— Prompt —
Repeat the material in full. Keep every line exactly as it is.

Raw records:
::::

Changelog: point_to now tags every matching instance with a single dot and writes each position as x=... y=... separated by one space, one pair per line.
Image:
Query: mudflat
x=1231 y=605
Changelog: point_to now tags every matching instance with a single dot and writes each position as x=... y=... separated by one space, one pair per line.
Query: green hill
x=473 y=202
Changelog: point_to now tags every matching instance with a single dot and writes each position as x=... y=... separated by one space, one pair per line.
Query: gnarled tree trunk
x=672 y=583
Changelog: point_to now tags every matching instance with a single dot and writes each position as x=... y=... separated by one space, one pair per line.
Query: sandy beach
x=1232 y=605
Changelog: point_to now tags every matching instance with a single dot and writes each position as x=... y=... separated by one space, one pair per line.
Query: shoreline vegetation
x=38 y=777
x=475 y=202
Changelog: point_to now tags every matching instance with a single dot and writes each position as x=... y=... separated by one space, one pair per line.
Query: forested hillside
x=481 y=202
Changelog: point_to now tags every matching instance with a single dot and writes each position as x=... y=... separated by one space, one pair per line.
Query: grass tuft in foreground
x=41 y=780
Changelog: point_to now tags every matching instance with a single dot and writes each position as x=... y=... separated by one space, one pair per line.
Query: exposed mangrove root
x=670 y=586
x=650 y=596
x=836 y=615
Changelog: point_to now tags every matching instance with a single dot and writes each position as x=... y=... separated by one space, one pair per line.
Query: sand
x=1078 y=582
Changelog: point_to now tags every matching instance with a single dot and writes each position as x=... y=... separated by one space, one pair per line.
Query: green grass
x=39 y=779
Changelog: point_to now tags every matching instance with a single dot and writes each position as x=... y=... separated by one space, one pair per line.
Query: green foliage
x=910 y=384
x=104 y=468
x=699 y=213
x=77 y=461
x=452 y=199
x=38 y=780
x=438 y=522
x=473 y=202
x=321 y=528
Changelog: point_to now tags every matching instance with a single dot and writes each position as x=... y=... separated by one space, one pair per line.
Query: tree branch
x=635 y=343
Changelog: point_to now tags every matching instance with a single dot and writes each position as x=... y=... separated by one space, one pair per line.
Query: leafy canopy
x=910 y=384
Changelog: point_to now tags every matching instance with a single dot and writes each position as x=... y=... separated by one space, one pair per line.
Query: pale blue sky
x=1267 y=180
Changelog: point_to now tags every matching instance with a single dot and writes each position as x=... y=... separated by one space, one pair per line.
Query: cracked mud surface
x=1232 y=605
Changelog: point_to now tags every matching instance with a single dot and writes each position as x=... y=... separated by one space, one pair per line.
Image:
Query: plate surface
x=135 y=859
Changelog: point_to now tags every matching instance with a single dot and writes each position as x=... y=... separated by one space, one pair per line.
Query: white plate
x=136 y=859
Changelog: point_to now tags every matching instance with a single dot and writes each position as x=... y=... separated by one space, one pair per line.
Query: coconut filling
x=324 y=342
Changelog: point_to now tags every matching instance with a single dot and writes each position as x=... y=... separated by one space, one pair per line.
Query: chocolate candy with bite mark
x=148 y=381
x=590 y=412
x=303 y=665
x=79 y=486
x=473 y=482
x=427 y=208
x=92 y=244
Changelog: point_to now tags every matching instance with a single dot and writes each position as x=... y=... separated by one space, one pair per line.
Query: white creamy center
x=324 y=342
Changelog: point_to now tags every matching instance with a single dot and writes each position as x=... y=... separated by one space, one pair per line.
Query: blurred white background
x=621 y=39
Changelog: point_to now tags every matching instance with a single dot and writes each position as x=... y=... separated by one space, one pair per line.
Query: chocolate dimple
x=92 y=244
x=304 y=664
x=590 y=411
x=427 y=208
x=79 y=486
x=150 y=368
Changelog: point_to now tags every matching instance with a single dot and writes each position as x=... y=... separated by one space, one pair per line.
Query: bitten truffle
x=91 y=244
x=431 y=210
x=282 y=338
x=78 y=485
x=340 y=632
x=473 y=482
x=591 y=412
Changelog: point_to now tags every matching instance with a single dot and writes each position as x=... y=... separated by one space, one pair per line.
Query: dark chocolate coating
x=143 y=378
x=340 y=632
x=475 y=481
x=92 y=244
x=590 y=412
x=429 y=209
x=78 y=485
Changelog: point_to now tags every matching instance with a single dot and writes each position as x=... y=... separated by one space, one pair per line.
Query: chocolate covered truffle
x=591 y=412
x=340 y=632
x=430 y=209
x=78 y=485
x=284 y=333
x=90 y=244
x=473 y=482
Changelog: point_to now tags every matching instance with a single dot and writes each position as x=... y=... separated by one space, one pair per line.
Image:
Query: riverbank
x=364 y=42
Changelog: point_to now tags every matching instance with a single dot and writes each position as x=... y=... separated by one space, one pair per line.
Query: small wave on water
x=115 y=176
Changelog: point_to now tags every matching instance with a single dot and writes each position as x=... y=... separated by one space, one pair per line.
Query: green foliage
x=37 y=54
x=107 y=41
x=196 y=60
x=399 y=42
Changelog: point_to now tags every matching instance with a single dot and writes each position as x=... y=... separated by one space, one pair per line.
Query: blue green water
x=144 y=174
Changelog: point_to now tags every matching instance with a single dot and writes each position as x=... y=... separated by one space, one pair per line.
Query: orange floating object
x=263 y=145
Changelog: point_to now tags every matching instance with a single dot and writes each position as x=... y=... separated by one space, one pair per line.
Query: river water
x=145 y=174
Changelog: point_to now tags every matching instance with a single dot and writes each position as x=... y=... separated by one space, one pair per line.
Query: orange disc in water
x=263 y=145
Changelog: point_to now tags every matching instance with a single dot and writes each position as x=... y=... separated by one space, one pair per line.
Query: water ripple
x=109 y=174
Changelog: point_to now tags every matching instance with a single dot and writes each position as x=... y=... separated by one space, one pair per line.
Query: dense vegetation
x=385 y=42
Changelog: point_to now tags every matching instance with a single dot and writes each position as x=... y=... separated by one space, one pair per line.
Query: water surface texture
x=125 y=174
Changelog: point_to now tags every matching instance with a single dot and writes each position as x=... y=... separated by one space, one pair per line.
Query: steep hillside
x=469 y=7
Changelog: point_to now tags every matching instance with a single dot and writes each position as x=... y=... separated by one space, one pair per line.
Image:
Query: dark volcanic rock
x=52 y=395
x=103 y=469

::::

— The output —
Changelog: point_to now tags every matching instance with a single dot and writes each position as x=... y=... separated by one space, one pair per line.
Image:
Query: mudflat
x=1231 y=605
Changelog: point_to now tags every matching instance with a single dot and writes each position as x=... y=... separated by one space, one pair per line.
Query: green hill
x=473 y=202
Changelog: point_to now tags every matching instance with a single dot and writes each position as x=... y=... separated by one space, one pair per line.
Query: gnarled tree trunk
x=672 y=583
Changelog: point_to now tags every matching instance with a single dot and writes each position as x=... y=... separated by one space, one pair per line.
Query: sandy beach
x=1232 y=605
Changelog: point_to now tags every matching instance with a single dot and writes each position as x=... y=... separated by one space, one pair per line.
Query: shoreline vegetation
x=38 y=777
x=475 y=202
Changelog: point_to now tags every matching instance with a single dot and writes each position as x=... y=... separated by one space, one pair per line.
Query: forested hillside
x=481 y=202
Changelog: point_to now tags every matching instance with a single dot and writes each position as x=... y=... separated by one space, one pair per line.
Query: grass tuft in foreground
x=41 y=780
Changelog: point_to now tags every matching instance with a single dot and writes each position as x=... y=... separated by one space, one pair per line.
Query: exposed mangrove root
x=670 y=586
x=650 y=596
x=836 y=615
Changelog: point_to now tags every matching instance with a single dot and writes each position as x=... y=... separated by one space, one pair per line.
Query: sand
x=1078 y=582
Changelog: point_to now tags every matching instance with a single dot and writes each position as x=... y=... separated by one space, one pair per line.
Query: green grass
x=39 y=779
Changelog: point_to now tags every matching instance with a single dot and writes each position as x=... y=... separated by one space, one pair per line.
Query: green foliage
x=910 y=384
x=104 y=468
x=699 y=213
x=77 y=461
x=452 y=199
x=38 y=780
x=438 y=522
x=473 y=202
x=321 y=528
Changelog: point_to now tags every matching instance with a single dot and writes each position as x=... y=... separated by one space, one pair per line.
Query: tree branch
x=635 y=343
Changelog: point_to now tags every matching instance with a single dot and writes each position as x=... y=... separated by one space, one pair per line.
Query: leafy canopy
x=910 y=384
Changelog: point_to now tags every matching instance with a single dot and writes each position as x=... y=... separated by one space, one pair per line.
Query: pale blue sky
x=1267 y=180
Changelog: point_to now tags every matching instance with a single dot and writes each position as x=... y=... separated by one space, one pair per line.
Query: cracked mud surface
x=1232 y=605
Changelog: point_to now tags every matching instance with a single dot and writes each position as x=... y=... separated by one space, one pair per line.
Image:
Query: plate surface
x=135 y=859
Changelog: point_to now tags every matching instance with a single dot and writes each position as x=... y=... separated by one space, one pair per line.
Query: white plate
x=136 y=859
Changelog: point_to now tags every matching instance with a single dot and writes each position as x=... y=... separated by one space, one pair per line.
Query: coconut filling
x=324 y=342
Changelog: point_to now tags every matching instance with a single dot and writes each position as x=... y=... separated by one space, one pair per line.
Query: chocolate candy with bite mark
x=148 y=381
x=590 y=412
x=303 y=665
x=79 y=486
x=473 y=482
x=427 y=208
x=92 y=244
Changelog: point_to now tags every matching instance with a single dot and writes each position as x=... y=... separated by one space, one pair per line.
Query: white creamy center
x=324 y=342
Changelog: point_to now tags every matching instance with a single dot and writes each position as x=... y=... separated by one space, one pair per line.
Query: blurred white background
x=621 y=39
Changelog: point_to now tags every matching instance with a single dot and writes each position as x=... y=... separated by one space, one pair per line.
Query: chocolate dimple
x=92 y=244
x=304 y=664
x=590 y=411
x=427 y=208
x=79 y=486
x=150 y=368
Changelog: point_to now tags every matching instance with a single dot and writes each position as x=... y=... separated by one space, one pair per line.
Query: bitten truffle
x=91 y=244
x=431 y=210
x=282 y=338
x=78 y=485
x=340 y=632
x=473 y=482
x=591 y=412
Changelog: point_to now tags every matching instance with a single dot and writes each position as x=... y=... separated by one space, one pair per line.
Query: dark chocolate coating
x=143 y=378
x=340 y=632
x=475 y=481
x=92 y=244
x=590 y=412
x=429 y=209
x=78 y=485
Changelog: point_to now tags every matching instance with a single dot and writes each position as x=... y=... separated by one space, one pair per line.
Query: chocolate covered truffle
x=591 y=412
x=340 y=632
x=430 y=209
x=78 y=485
x=284 y=333
x=90 y=244
x=473 y=482
Changelog: point_to now tags every matching instance with a single dot and writes each position as x=... y=... separated by one space, one pair per line.
Image:
Query: riverbank
x=364 y=42
Changelog: point_to now tags every matching instance with a single dot and writes each position as x=... y=... separated by one space, one pair per line.
Query: small wave on water
x=115 y=176
Changelog: point_to now tags every matching instance with a single dot and writes each position as x=... y=... separated by one space, one pair per line.
Query: green foliage
x=37 y=54
x=107 y=41
x=196 y=60
x=399 y=42
Changelog: point_to now tags every matching instance with a single dot and writes each position as x=... y=... separated by one space, one pair per line.
Query: blue green water
x=144 y=174
Changelog: point_to now tags every matching instance with a single dot and writes each position as x=... y=... separated by one space, one pair per line.
Query: orange floating object
x=263 y=145
Changelog: point_to now tags every matching instance with a single dot and writes each position as x=... y=... separated by one space, one pair per line.
Query: river water
x=145 y=174
Changelog: point_to now tags every matching instance with a single dot and writes each position as x=... y=... separated by one space, one pair per line.
Query: orange disc in water
x=263 y=145
Changelog: point_to now tags every matching instance with a single dot and writes each position as x=... y=... separated by one space, one pair per line.
Query: water ripple
x=109 y=174
Changelog: point_to now tags every matching instance with a single dot and writes each position as x=... y=... separated by one space, one pair per line.
Query: dense vegetation
x=385 y=42
Changelog: point_to now tags every matching instance with a single dot and writes each position as x=... y=... separated by one space, one pair per line.
Query: water surface texture
x=125 y=174
Changelog: point_to now tags every matching instance with a single dot and writes each position as x=... y=... separated by one space, one pair per line.
Query: steep hillside
x=469 y=7
Changelog: point_to now tags every matching instance with a single dot and writes each position as x=... y=... separated by one space, one pair per line.
Image:
Query: dark volcanic rock
x=52 y=395
x=103 y=469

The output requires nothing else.